* Instructions to follow:
Each entry is to be retyped exactly as it appears. Leave the images out.

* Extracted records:
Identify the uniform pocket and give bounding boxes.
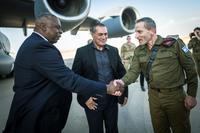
[139,56,148,70]
[174,89,186,103]
[157,51,173,59]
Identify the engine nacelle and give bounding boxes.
[34,0,91,31]
[0,32,14,76]
[101,6,139,38]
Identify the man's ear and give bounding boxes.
[149,28,156,35]
[39,23,46,32]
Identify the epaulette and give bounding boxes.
[166,35,179,40]
[162,35,178,47]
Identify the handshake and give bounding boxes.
[106,79,125,96]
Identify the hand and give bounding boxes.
[184,95,197,110]
[85,97,98,110]
[106,81,124,96]
[113,79,125,87]
[120,97,128,107]
[114,91,122,96]
[114,79,125,96]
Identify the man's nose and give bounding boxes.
[59,28,63,34]
[135,33,138,39]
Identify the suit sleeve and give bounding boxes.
[32,43,106,96]
[72,48,83,74]
[72,48,91,108]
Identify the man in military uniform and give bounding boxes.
[188,27,200,78]
[121,35,136,70]
[115,17,198,133]
[121,36,146,91]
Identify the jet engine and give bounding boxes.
[101,6,139,38]
[34,0,91,31]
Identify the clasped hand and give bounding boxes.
[107,80,124,96]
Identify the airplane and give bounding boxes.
[0,31,14,77]
[0,0,139,77]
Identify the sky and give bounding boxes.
[0,0,200,58]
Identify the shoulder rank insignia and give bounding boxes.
[162,35,179,47]
[166,35,179,40]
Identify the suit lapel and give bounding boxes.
[107,46,115,69]
[88,43,98,72]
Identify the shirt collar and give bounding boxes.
[34,31,48,42]
[154,35,164,46]
[92,43,109,51]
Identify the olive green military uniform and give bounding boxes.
[121,42,136,70]
[122,35,198,133]
[188,37,200,78]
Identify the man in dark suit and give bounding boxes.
[3,14,122,133]
[72,22,128,133]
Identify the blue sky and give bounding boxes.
[90,0,200,36]
[0,0,199,58]
[132,0,200,36]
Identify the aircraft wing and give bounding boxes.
[88,6,139,38]
[0,0,139,38]
[0,0,139,76]
[71,5,139,38]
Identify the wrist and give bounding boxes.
[106,84,110,94]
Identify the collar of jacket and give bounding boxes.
[154,35,164,46]
[90,43,110,50]
[139,35,164,50]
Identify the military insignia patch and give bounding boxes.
[182,45,189,53]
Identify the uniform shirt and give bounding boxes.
[122,35,198,97]
[188,37,200,56]
[121,42,136,61]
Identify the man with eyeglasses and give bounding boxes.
[72,22,127,133]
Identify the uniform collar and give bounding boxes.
[154,35,164,46]
[139,35,164,50]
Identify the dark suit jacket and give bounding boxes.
[3,33,107,133]
[72,43,127,109]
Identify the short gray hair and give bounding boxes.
[136,17,156,30]
[35,13,57,24]
[90,22,106,33]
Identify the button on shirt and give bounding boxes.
[92,44,118,110]
[93,45,114,84]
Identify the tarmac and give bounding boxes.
[0,59,200,133]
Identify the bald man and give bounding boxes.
[3,14,122,133]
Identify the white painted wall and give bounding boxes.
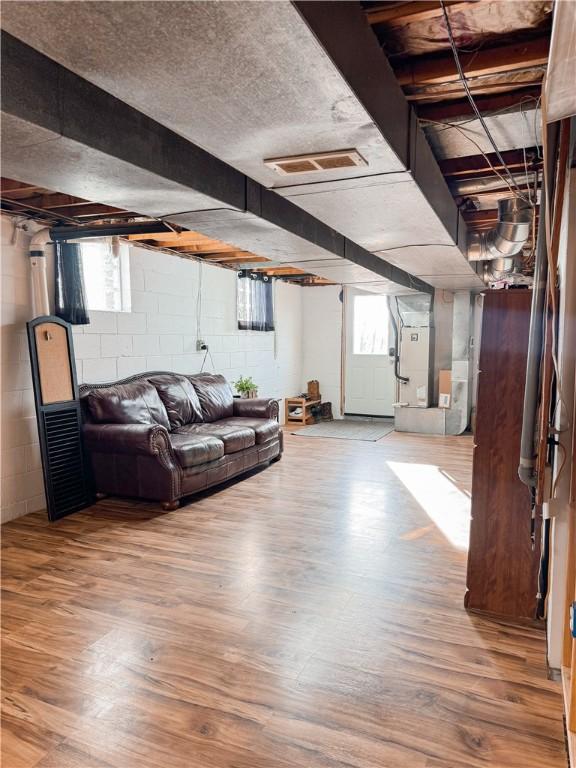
[0,213,303,523]
[301,285,343,417]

* Result of the task:
Identify the uniform pocket and give bounding boxes.
[139,56,148,70]
[174,89,186,103]
[157,51,173,59]
Identify the engine nacelle and give bounding boxes.
[34,0,91,31]
[0,32,14,76]
[101,6,139,38]
Identify the man's ear and give bounding boxes.
[149,28,156,35]
[39,23,46,32]
Identify the epaulette and give bounding boxes.
[166,35,179,40]
[162,35,178,47]
Identify the handshake and give bounding boxes.
[106,79,125,96]
Identify the hand and give bounding boxes.
[184,95,197,110]
[85,97,98,110]
[106,81,124,96]
[113,79,125,87]
[120,97,128,107]
[114,91,122,96]
[114,79,125,96]
Identify the man's nose and give bounding boxes.
[59,28,63,34]
[135,33,138,39]
Identify the suit sleeve and give bounding boxes.
[32,43,106,96]
[72,48,83,74]
[72,48,91,108]
Identify the man in military uniform and give bounding boxes.
[188,27,200,78]
[121,35,136,70]
[115,17,198,133]
[121,36,146,91]
Identify the jet engine and give bounding boxes.
[101,6,139,38]
[34,0,91,31]
Identify the clasped hand and give bounding boxes.
[107,80,124,96]
Identify the airplane and give bounding boxes.
[0,31,14,77]
[0,0,139,77]
Identify the sky and give bounding boxes.
[0,0,200,58]
Identify the shoulder rank insignia and give bounding boxes.
[162,35,179,47]
[166,35,179,40]
Identify the suit lapel and give bounding boxes.
[107,46,115,69]
[88,43,98,72]
Identify the shirt collar and give bounding boxes.
[34,31,48,42]
[154,35,164,46]
[92,43,109,51]
Identify the olive green military uniform and give bounding boxes.
[121,42,136,70]
[122,35,198,133]
[188,37,200,78]
Identify the man in dark suit and give bounding boxes.
[3,14,122,133]
[72,22,128,133]
Identify the blue sky and give bounding boxes.
[90,0,200,36]
[0,0,199,58]
[132,0,200,36]
Identify the aircraft wing and give bounding boxes.
[88,6,139,38]
[0,0,139,38]
[0,0,139,76]
[71,5,139,38]
Identify the wrist and give bounding boxes.
[106,84,110,94]
Identify the collar of jacket and give bounding boxes.
[154,35,164,46]
[90,43,110,50]
[139,35,164,50]
Identify the military insignia patch and give bounding boxes.
[182,45,189,53]
Identify the uniform shirt and give bounding boxes.
[122,35,198,97]
[188,37,200,56]
[121,42,136,61]
Identify the man with eyeglasses and give bounding boxes.
[72,22,127,133]
Identify the uniform collar and give bounding boxes.
[154,35,164,46]
[139,35,164,50]
Identify the dark suit jacket and give bounding boxes.
[3,33,107,133]
[72,43,127,109]
Identify the short gray hair and give bounding boxes.
[136,17,156,30]
[35,13,57,24]
[90,22,106,33]
Identify the button on shirt and give bounding boxes.
[92,44,118,110]
[93,45,114,84]
Identify the tarmac and give bounding boxes.
[0,59,200,133]
Identify the bald man and give bounding boxes.
[3,14,122,133]
Identify the white painted wall and give bounding boxes.
[0,213,303,523]
[301,285,343,417]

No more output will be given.